* **WHAT IS BEING ASKED**
What is needed here is an exact copy of every record below.

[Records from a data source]
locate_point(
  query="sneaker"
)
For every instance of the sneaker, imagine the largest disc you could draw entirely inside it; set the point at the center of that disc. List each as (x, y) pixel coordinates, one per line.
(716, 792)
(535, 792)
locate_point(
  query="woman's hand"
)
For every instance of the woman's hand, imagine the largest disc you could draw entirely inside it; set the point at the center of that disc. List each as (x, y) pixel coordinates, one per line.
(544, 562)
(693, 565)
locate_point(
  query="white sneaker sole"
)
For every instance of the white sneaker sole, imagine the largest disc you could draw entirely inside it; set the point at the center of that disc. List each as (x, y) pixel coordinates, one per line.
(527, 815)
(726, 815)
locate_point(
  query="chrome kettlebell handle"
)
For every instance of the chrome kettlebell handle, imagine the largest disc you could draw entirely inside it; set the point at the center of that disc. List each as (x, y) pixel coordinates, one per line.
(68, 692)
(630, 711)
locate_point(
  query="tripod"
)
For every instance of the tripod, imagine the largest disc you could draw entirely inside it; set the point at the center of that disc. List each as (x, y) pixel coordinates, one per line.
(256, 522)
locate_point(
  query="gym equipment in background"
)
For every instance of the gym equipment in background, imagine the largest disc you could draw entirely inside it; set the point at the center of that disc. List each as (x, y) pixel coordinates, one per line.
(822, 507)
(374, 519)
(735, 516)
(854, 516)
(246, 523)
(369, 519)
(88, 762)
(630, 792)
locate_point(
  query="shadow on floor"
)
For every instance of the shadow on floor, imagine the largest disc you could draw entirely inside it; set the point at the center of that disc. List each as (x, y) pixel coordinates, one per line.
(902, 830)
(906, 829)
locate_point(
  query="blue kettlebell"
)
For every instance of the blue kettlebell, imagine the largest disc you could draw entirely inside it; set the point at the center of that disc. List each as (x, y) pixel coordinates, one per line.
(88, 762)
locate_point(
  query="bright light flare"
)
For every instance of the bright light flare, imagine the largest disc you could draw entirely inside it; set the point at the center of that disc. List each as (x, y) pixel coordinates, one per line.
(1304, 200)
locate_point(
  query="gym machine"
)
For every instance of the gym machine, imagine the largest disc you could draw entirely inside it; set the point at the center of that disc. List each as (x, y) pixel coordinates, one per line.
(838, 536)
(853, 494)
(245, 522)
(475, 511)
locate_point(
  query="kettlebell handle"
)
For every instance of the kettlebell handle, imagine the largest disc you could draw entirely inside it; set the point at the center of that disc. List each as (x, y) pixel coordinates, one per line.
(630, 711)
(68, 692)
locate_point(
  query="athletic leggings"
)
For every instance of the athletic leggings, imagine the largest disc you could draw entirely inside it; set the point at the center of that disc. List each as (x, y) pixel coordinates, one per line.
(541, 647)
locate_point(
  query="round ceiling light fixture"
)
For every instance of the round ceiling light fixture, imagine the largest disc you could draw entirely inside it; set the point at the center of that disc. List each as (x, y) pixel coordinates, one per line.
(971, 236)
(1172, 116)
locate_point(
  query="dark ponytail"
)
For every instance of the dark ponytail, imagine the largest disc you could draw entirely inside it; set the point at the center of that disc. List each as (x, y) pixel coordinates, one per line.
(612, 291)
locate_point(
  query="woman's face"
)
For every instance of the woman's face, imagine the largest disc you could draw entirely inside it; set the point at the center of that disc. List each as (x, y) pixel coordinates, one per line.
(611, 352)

* **TASK RESULT**
locate_point(
  query="sneaker"
)
For every instance of the sneaker, imagine the largest disc you could draw entirely inside it; set the point at the center of that disc. List each as (x, y) pixel coordinates, one per line.
(716, 792)
(535, 792)
locate_point(
  query="woman's hand"
)
For every instance of the woman's hand, imagine the largest disc you could draw entirely inside it; set the point at the center of that disc. List each as (x, y) pixel coordinates, one per line.
(544, 562)
(693, 565)
locate_point(
  query="white sneaker sole"
)
For every instance of the white sneaker sole, imagine the largest disc you could draw entirely inside it; set the point at the center of that disc. List each as (x, y) pixel coordinates, one per line.
(527, 815)
(726, 815)
locate_point(
  query="chrome kettlebell handle"
)
For every instance of the chrome kettlebell handle, imagine the largest disc you could draw entirely inside it; set the point at the center of that disc. List each as (x, y) pixel coordinates, one per line.
(68, 692)
(630, 711)
locate_point(
  query="tripod"
)
For every instance of the tripod, imagine the largest disc you could draw entirely inside it; set the point at the center of that disc. List each as (x, y) pixel coordinates, one per line.
(256, 522)
locate_point(
  query="gym equipment in background"
)
For every instance of the gym equipment in background, imagine the largest disc you could draw entirely inside it; set the point at the center of that disc. List each as (x, y) pixel coordinates, one per line.
(822, 507)
(374, 519)
(735, 516)
(854, 516)
(246, 523)
(369, 519)
(88, 762)
(630, 792)
locate_point(
  query="shadow on floor"
)
For every instance of the shadow on floor, imagine the largest disc you could draw entirely inside it; set the point at the center of that disc. List each as (x, y) pixel coordinates, one per line.
(902, 830)
(906, 829)
locate_point(
  query="blue kettlebell"
)
For every instance of the blue kettlebell, imagine the largest disc you could draw entirely inside it; set the point at the center of that disc. List each as (x, y) pixel coordinates, one per line.
(88, 762)
locate_point(
  query="bright light flare"
)
For every instance of the bright light flare, imagine the largest disc you could draw entirely inside it; set the point at the center of that disc. List each as (x, y) pixel coordinates, one per line.
(1304, 200)
locate_point(
  query="gym machine"
)
For every instance of the gym machine, imagine the largest disc you could draw entirely inside it; set the point at the center of that disc. List each as (x, y) pixel coordinates, one per line.
(838, 536)
(853, 494)
(245, 522)
(475, 511)
locate_point(
  query="kettlebell handle"
)
For every instance of the kettlebell handle, imagine the largest disc you could draw entirely inside it; set the point at the center of that disc. List each as (x, y) pixel coordinates, one per line.
(630, 711)
(68, 692)
locate_point(
  query="athletic leggings"
)
For every instance of the athletic leggings, imagine the largest disc you could draw entirely inside it; set the point at the center of that disc. List each as (x, y) pixel coordinates, one per line.
(541, 647)
locate_point(
  query="round ceiling light fixture"
)
For every instance of the round ceiling light fixture, imagine the largest disc you could draw entirely inside it; set the point at the center of that disc. List each as (x, y) pixel coordinates, one per line.
(971, 236)
(1172, 116)
locate_point(
  query="dark ponytail"
)
For every instance of the dark ponytail, imagine the largest disc you could draw entirely inside it; set the point at the center of that disc. List each as (x, y) pixel coordinates, one per line.
(612, 291)
locate_point(
  query="woman's face"
)
For every instance of the woman's face, imagine the largest disc you could draw entirely inside it; set the point at the center of that disc. List each as (x, y) pixel coordinates, one per line.
(611, 352)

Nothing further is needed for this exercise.